Problem details> Retype the listing below line for line, without changing a single character.

★ ★ ★

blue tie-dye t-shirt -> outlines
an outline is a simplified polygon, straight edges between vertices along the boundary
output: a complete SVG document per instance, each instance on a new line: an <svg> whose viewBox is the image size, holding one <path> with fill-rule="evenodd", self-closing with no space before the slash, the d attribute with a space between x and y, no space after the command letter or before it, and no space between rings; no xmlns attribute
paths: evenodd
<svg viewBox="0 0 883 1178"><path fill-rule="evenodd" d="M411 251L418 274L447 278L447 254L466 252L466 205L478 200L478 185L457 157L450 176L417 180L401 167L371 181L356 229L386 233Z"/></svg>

★ ★ ★

Complete response>
blue tie-dye t-shirt -> outlines
an outline is a simplified polygon, straight edges between vertices along the boundary
output: a complete SVG document per instance, each instance on a new line: an <svg> whose viewBox is the image size, holding one <path> with fill-rule="evenodd", self-closing with no space before the slash, the d attribute with a space between x and y, no space after the command letter or before it, and no space between rings; no xmlns attribute
paths: evenodd
<svg viewBox="0 0 883 1178"><path fill-rule="evenodd" d="M411 251L418 274L447 278L447 254L466 252L466 205L478 200L478 185L457 157L450 176L417 180L401 167L371 181L356 229L386 233Z"/></svg>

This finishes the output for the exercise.